(READING PASSAGE)

Dr. James Hansen. Until his 2013 retirement, Dr. James Hansen was the top climate change scientist at the National Aeronautics and Space Administration (NASA)'s Goddard Institute for Space Studies. He also has been the pioneer scientist warning about potentially apocalyptic effects from global warming. On June 23, 1988 he testified before the Senate Energy and Natural Resources Committee on the causal relationship between human emissions and higher temperatures, warning that "the greenhouse effect is here." The New York Times responded, "Global Warming Has Begun" (Nation Institute, 2013) His alarms principally targeted the use of use of fossil fuels that emit carbon dioxide, predicting that "[b]urning all fossil fuels could result in the planet being not only ice-free but human-free" (Merchant, 2013). Hansen warned that without a social overhaul to reduce carbon emissions, earth will reach a tipping point beyond which it is too late to stop glaciers from melting, with temperatures over the next century increasing four to five degrees Fahrenheit. The last time Earth was that hot, some 3 million years ago, sea levels were 80 feet higher than today. Florida was largely underwater, and coastlines were up to 50 miles inland, which would exile most of today's concentrated populations. Katrina disasters would become the rule rather than the exception, with cities forced to continually rebuild above a transient water line (NASA, 2006). His research helped spark international conferences and treaties (United Nations, 1992), as well as in-depth, ongoing United Nations studies substantially confirming his concerns (Climate Science Watch, 2014).

(End READING PASSAGE)
(SUPPLIED RECORDS)

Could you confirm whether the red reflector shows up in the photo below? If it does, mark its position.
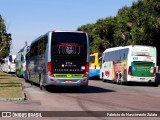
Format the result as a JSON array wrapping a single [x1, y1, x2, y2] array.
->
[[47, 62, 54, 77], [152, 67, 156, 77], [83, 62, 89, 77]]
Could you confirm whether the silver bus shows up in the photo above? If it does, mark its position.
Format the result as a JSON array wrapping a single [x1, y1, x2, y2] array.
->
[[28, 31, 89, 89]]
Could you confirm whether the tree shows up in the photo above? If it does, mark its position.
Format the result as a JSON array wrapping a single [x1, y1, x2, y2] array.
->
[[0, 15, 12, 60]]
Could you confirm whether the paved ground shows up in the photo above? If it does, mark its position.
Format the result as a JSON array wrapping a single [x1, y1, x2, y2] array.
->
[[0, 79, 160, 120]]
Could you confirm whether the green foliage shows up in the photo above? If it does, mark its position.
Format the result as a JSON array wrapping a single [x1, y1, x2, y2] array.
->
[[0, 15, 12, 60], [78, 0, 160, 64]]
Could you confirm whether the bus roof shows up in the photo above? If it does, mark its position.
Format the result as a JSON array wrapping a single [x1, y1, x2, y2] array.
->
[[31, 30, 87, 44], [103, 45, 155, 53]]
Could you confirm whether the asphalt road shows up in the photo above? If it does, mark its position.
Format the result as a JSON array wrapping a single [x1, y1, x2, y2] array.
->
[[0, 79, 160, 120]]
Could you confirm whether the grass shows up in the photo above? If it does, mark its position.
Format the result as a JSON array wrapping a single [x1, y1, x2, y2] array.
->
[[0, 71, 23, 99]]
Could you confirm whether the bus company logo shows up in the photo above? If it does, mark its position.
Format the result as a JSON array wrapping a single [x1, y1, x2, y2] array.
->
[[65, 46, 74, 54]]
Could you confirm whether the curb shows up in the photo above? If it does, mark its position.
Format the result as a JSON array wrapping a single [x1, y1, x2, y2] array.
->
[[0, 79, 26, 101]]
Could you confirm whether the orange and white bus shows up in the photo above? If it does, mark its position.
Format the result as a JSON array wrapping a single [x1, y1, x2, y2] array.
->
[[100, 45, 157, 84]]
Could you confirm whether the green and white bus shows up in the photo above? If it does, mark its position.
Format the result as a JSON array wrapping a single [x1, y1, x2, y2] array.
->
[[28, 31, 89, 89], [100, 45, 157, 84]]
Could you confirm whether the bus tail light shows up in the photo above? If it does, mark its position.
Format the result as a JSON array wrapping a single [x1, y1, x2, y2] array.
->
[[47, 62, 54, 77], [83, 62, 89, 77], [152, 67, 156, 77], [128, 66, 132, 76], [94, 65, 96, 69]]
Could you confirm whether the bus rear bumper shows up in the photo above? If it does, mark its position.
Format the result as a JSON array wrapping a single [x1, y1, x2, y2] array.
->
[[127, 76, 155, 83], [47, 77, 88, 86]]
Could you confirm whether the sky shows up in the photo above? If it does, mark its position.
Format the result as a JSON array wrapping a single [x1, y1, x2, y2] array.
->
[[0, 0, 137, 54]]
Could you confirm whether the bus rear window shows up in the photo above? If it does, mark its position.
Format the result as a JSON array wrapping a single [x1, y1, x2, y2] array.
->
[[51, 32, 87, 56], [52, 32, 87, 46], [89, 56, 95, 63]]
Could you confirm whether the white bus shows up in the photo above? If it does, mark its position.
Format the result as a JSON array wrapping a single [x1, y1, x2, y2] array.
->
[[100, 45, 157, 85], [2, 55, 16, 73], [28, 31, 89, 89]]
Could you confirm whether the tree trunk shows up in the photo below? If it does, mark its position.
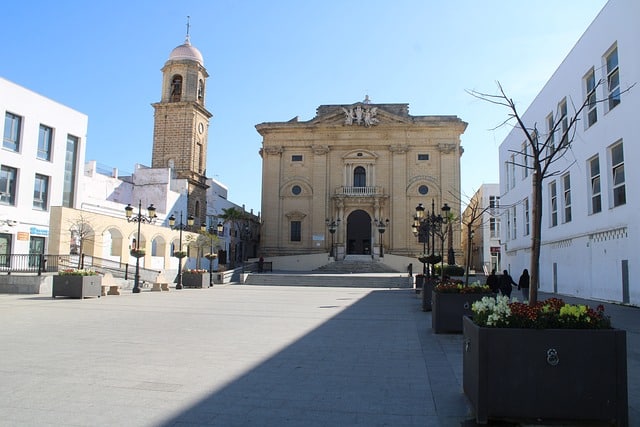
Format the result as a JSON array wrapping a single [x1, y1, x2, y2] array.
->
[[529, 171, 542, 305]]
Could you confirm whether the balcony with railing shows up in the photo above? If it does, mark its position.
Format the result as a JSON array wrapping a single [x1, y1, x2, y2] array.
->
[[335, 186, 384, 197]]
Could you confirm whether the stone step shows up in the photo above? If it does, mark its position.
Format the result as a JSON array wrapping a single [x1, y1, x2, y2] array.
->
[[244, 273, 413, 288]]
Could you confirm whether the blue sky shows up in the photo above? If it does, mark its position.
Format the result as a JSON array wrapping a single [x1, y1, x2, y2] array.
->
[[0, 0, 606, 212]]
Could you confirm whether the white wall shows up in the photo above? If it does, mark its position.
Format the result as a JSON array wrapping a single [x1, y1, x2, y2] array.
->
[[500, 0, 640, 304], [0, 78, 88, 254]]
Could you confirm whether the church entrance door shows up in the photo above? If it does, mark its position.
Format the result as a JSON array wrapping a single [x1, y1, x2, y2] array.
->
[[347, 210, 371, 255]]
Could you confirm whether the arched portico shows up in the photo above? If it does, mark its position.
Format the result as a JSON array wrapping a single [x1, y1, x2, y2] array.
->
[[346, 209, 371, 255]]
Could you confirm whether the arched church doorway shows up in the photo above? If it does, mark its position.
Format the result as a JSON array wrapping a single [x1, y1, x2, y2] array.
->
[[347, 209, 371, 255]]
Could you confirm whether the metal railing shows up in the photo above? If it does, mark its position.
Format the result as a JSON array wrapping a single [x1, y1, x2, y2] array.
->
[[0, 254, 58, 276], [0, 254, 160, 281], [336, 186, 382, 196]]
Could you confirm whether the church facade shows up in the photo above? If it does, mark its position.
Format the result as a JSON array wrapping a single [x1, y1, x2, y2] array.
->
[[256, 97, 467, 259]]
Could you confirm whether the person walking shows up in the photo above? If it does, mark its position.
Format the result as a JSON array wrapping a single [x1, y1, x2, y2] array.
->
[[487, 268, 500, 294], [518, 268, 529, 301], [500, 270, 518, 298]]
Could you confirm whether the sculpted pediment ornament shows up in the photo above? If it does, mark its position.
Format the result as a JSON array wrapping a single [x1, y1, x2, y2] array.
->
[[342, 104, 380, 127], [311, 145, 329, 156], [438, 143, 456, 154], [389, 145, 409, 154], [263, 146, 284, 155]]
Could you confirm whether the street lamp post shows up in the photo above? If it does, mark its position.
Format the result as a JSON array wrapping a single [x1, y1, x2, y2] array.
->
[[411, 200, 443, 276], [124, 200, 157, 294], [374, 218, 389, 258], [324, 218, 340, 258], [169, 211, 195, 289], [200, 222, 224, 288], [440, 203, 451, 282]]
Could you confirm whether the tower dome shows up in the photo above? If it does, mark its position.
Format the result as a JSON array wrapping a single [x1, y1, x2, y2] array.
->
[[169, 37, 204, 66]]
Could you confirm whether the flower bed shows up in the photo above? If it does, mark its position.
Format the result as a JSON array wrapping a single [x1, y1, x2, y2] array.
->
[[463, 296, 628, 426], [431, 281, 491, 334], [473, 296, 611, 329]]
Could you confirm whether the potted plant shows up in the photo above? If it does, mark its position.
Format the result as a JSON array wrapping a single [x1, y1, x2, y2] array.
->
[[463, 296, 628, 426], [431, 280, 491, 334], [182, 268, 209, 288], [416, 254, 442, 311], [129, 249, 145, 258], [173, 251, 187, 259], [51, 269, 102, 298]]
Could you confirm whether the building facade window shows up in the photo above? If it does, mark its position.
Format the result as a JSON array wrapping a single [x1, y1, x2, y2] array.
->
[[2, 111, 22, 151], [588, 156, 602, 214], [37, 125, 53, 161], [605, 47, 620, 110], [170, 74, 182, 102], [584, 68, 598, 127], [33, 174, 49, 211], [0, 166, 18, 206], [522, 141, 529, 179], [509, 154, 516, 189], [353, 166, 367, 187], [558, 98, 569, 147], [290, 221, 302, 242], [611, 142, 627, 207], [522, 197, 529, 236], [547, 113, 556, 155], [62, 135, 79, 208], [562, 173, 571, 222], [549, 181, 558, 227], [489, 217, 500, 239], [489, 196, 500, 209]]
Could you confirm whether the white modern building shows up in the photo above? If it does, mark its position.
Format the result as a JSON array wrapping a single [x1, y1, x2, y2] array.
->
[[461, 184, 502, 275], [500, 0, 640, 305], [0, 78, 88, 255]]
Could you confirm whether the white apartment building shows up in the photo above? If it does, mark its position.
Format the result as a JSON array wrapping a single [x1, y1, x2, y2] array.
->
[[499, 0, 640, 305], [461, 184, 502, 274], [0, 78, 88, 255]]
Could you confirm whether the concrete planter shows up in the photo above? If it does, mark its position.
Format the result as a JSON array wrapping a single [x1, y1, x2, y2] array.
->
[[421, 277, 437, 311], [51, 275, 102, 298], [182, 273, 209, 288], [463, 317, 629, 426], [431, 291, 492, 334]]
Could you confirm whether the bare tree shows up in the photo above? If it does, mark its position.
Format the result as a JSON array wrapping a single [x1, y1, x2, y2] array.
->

(End SUPPLIED RECORDS)

Please say whether each statement agrees with the passage on James Hansen. Answer yes or no, and quote the deciding words. (a) Hansen testified before a Senate committee in 1988. (b) Hansen retired from NASA in 2006. (c) When Earth was last that hot, sea levels were 50 feet higher than today. The material is separate from the passage on James Hansen.

(a) Yes: "On June 23, 1988 he testified before the Senate Energy and Natural Resources Committee"
(b) No: "Until his 2013 retirement"
(c) No: "sea levels were 80 feet higher than today"